##### Passage shown

Third Rock is teaming up with Google’s venture arm to back a gene therapy startup stepping out today with $65 million in new money. As you might expect with GV’s involvement, the new venture has a technology twist, and it might have its hands on something big for the autoimmune world.
Are you ready for a game of buzzword bingo? The startup, called Celsius Therapeutics, is using new tech in genetic sequencing (check) — and a proprietary machine learning (check) algorithm (check) — to tackle precision meds (check) for cancer (check) and autoimmune disease. I’ll break that down for you later.
The technology the company is built on was licensed from the Broad Institute based on the work of Aviv Regev and Vijay Kuchroo (both founding scientists at Celsius), including non-exclusive licenses to single-cell sequencing tech and exclusive licenses to early-stage drug programs.
The company’s co-founder and president, Christoph Lengauer (a Third Rock venture partner), tells me Celsius has a few things that give it an edge: a massive amount of animal and human data to work with, a machine-learning algorithm to make sense of that data, and a new technology to sequence single cells rather than whole genomes.
Our body has trillions of cells, each with genetic information stored inside. The sets of genes vary in different cell types, determining a cell’s function — and sometimes — the code behind disease. Homing in on single cells could help researchers better understand the individual cells and their interactions that cause disease, perhaps leading to better therapies down the road.
When comparing single cell sequencing with whole genome sequencing, Lenguaer used an analogy about making smoothies with fruit.
“If you put strawberries and kiwis in a blender, the color of your smoothie will be pink because it’s the dominant cell population,” Lengauer said. “Anything related to the kiwi would be lost. That’s whole genome sequencing. With this analogy, single cell sequencing would allow you to see the individual fruits in the smoothie. And if something was rotten, you could pinpoint the individual fruit that’s gone bad.”
Of course, we’re not talking of strawberries and kiwis, but of cells that are causing disease and the genes that trigger their malfunction. Celsius believes this tech could be the key to bring precision medicines to autoimmune diseases for the first time.

##########

Tasks to carry out =
1 – Answer these questions using the article on Celsius Therapeutics:
(a) How much new money is the startup stepping out with?
(b) Which institute licensed the company's technology?
(c) In Lengauer's analogy, what color is the strawberry-and-kiwi smoothie?
2 – For each statement, say whether it agrees with the article on Celsius Therapeutics. Answer yes or no and quote the words that decide it.
(a) Celsius holds exclusive licenses to single-cell sequencing tech.
(b) Christoph Lengauer is a Third Rock venture partner.
(c) Celsius is going after cancer as well as autoimmune disease.
3 – Write out the text of the article on Celsius Therapeutics from "Are you ready" to "early-stage drug programs.".

##### Exercise data

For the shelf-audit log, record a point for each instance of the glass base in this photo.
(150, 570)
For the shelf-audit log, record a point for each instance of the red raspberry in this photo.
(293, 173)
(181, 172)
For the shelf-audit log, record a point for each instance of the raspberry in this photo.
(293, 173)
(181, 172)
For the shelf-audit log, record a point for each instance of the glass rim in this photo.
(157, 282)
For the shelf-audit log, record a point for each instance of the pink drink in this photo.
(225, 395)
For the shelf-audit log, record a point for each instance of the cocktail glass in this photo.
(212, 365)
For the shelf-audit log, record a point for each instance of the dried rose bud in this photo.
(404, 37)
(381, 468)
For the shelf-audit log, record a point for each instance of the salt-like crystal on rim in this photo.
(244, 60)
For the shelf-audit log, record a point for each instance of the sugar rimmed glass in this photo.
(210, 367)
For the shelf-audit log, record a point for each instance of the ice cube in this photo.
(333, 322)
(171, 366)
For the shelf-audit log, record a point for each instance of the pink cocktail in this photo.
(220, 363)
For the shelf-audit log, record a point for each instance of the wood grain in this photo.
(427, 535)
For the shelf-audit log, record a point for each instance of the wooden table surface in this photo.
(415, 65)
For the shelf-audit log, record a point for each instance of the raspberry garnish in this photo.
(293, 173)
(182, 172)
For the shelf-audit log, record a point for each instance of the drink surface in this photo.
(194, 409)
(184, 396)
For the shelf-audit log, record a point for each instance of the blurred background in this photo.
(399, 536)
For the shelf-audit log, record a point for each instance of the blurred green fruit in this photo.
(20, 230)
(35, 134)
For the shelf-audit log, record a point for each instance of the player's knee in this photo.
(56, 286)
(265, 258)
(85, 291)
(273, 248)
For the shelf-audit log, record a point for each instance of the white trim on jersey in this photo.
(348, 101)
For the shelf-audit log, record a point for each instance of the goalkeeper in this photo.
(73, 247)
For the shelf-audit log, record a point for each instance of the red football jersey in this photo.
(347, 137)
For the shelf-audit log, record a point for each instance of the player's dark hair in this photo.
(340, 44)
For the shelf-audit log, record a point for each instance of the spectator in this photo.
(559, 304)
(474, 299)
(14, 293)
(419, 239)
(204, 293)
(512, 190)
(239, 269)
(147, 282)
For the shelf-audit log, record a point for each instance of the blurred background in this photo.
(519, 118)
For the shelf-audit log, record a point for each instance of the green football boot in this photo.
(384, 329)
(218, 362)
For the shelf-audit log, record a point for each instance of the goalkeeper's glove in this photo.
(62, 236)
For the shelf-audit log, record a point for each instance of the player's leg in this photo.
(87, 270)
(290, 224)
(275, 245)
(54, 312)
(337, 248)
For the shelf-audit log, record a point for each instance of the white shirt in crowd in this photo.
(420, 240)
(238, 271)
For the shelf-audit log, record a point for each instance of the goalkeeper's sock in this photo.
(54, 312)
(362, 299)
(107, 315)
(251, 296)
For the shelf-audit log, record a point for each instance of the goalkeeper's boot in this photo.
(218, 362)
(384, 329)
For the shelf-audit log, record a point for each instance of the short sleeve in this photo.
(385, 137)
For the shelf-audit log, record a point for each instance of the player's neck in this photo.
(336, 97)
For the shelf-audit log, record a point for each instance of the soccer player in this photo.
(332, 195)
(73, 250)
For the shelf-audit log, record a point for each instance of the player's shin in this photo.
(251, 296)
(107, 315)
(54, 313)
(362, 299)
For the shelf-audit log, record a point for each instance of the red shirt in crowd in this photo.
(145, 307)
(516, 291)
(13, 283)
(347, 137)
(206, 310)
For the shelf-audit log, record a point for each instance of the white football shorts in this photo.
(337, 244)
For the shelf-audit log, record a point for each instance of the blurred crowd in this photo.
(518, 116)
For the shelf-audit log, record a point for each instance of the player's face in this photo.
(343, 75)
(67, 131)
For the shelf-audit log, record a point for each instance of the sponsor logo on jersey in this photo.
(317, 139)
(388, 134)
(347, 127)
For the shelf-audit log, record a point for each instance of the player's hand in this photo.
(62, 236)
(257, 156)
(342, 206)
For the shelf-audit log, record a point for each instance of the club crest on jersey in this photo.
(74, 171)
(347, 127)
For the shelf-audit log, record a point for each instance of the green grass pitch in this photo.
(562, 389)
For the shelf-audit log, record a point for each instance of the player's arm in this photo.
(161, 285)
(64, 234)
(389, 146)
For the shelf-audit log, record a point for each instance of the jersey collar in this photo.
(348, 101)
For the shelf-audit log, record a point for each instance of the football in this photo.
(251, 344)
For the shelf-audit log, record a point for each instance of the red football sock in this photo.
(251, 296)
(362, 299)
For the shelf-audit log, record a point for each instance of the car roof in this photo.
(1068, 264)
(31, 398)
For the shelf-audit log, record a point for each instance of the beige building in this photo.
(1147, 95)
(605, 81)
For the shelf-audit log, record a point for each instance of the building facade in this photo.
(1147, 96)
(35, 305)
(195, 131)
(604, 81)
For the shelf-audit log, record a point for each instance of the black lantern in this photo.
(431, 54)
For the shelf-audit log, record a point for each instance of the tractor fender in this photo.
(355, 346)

##########

Solution set =
1 –
(a) $65 million
(b) The Broad Institute
(c) Pink

2 –
(a) No: "non-exclusive licenses to single-cell sequencing tech"
(b) Yes: "Christoph Lengauer (a Third Rock venture partner)"
(c) Yes: "to tackle precision meds (check) for cancer (check) and autoimmune disease"

3 –
Are you ready for a game of buzzword bingo? The startup, called Celsius Therapeutics, is using new tech in genetic sequencing (check) — and a proprietary machine learning (check) algorithm (check) — to tackle precision meds (check) for cancer (check) and autoimmune disease. I’ll break that down for you later.
The technology the company is built on was licensed from the Broad Institute based on the work of Aviv Regev and Vijay Kuchroo (both founding scientists at Celsius), including non-exclusive licenses to single-cell sequencing tech and exclusive licenses to early-stage drug programs.